Your freshman year roommate who they profiled you with may not have been too great. So now you have made other friends and you are at the point where you are choosing who you would like to room with next year. We all hope that we’ve picked out our daily living soul mate, but you’re likely to be wrong.

Rules:

  1. Don’t just pick your best friend. You may love them to death, but can you handle sharing all of your alone time with them? Are they the best friend who needs attention or can you sit in the same room and not talk? Are they going to call you every weekend because they can’t get home?
  2. Re-examine wanting multiple roommates. Yes, getting all of your friends to live together because you spend all of your time together anyway sounds great, and it can be. But are two friends closer to each other than to everyone else? Even if this is not a big deal, it can get annoying at the least if you’re spending all of your time with the two of them. Also, finding complete compromise with one person can be difficult. How ready are you to accept giving up or taking on battles that include three, four, or more people?
  3. Bring up sneaky pet peeves. Do you hate when people borrow your clothes or steal your food, or are you completely up for sharing everything? Don’t get stuck living with someone who has a different idea of how things are going to run. And if you do, make sure they’re compromising and understanding.

■ **Provided information**
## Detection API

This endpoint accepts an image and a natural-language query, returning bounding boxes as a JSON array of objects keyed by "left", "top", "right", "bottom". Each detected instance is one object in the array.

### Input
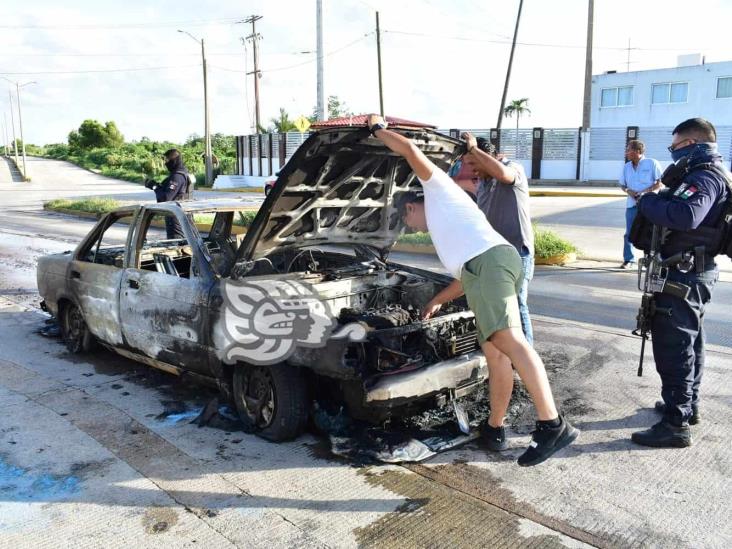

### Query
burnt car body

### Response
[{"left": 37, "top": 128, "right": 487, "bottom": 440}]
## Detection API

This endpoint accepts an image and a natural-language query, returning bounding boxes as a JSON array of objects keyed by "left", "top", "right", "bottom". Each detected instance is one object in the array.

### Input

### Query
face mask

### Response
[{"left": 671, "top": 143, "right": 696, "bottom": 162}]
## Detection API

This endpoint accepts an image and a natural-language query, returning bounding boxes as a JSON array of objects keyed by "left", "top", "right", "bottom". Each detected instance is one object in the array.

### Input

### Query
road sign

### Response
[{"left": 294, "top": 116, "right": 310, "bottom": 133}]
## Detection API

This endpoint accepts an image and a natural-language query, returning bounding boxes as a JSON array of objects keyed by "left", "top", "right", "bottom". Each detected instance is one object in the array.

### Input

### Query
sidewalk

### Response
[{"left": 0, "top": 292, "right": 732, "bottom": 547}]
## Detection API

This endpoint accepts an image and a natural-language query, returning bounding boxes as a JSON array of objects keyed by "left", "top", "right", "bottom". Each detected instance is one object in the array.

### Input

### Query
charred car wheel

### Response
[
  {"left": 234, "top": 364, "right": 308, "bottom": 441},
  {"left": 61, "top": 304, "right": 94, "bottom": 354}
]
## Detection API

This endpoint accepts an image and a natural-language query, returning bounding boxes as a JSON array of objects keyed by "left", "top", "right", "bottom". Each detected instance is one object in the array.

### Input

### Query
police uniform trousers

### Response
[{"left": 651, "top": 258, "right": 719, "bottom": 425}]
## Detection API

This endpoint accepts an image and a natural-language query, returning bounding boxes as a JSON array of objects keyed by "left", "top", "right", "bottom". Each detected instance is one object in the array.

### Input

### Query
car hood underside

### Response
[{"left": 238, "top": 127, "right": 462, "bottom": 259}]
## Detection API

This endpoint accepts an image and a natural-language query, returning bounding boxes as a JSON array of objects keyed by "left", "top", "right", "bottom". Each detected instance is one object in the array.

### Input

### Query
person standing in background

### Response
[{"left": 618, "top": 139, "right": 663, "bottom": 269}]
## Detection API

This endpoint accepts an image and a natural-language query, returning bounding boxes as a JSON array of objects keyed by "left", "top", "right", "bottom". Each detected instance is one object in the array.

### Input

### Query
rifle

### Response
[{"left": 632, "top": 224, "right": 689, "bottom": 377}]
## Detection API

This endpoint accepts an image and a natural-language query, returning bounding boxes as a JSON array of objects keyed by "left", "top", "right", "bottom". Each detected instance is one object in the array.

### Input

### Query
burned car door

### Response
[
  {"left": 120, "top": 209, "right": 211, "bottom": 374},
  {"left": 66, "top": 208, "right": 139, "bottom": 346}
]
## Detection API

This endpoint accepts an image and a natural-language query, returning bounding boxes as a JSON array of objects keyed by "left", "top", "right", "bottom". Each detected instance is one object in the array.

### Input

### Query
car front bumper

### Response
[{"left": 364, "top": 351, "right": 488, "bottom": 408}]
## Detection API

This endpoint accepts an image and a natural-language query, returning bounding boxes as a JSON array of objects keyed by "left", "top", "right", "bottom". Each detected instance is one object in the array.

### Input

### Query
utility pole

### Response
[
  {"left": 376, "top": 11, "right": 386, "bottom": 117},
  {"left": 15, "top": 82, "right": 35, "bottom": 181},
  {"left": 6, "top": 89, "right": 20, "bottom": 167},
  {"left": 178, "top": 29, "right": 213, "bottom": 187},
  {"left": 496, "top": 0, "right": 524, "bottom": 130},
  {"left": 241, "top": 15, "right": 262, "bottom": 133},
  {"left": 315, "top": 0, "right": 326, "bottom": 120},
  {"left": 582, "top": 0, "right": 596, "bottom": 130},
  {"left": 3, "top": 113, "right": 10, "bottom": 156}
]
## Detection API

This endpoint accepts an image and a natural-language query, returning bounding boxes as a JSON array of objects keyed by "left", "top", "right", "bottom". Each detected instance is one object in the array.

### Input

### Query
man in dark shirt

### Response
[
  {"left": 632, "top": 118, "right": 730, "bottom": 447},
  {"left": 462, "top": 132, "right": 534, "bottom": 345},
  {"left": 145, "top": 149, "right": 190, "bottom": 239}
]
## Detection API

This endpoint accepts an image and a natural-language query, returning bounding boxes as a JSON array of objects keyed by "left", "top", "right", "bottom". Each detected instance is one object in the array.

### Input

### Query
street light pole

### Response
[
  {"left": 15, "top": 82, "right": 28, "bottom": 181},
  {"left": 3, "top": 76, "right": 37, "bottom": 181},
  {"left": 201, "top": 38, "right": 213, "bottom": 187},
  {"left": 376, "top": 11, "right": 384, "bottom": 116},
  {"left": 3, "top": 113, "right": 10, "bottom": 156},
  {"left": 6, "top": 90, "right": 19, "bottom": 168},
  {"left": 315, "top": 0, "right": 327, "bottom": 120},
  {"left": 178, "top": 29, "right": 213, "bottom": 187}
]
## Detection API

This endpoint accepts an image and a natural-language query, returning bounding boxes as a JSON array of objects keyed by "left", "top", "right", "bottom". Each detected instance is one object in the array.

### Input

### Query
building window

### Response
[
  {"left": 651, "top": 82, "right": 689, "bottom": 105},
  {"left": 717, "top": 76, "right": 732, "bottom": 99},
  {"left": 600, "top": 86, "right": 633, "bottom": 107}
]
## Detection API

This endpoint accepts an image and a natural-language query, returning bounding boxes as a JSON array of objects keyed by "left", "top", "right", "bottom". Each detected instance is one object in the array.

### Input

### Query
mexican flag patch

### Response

■ **Directions**
Carry on the advice about choosing a college roommate, which comes before the listing, starting right after its third rule.

■ **Answer to this problem**
  4. Again, boundaries. I can’t stress this more. If you bring home a hook-up or really need to study, will this person leave you alone? Or if your room is open, will they willingly leave when they have to stay up and you need to sleep?
  5. If you don’t choose the right person, deal with it. Some situations are harder than others. Some roommates are just crazy. But, if you can commune peacefully, just do it. They were your friend most likely at some point and if you’ve learned anything from family, living with someone can make hatred strike deep.

Living with people is a big commitment, so think it over. Be aware that, especially if you’re moving into a house or apartment, every factor including laundry, rent, walking distance, rooms of different size, etc. may be a debate or a compromise. Try to make the situation best for you, while avoiding being obnoxious and controlling, or evil in some cases.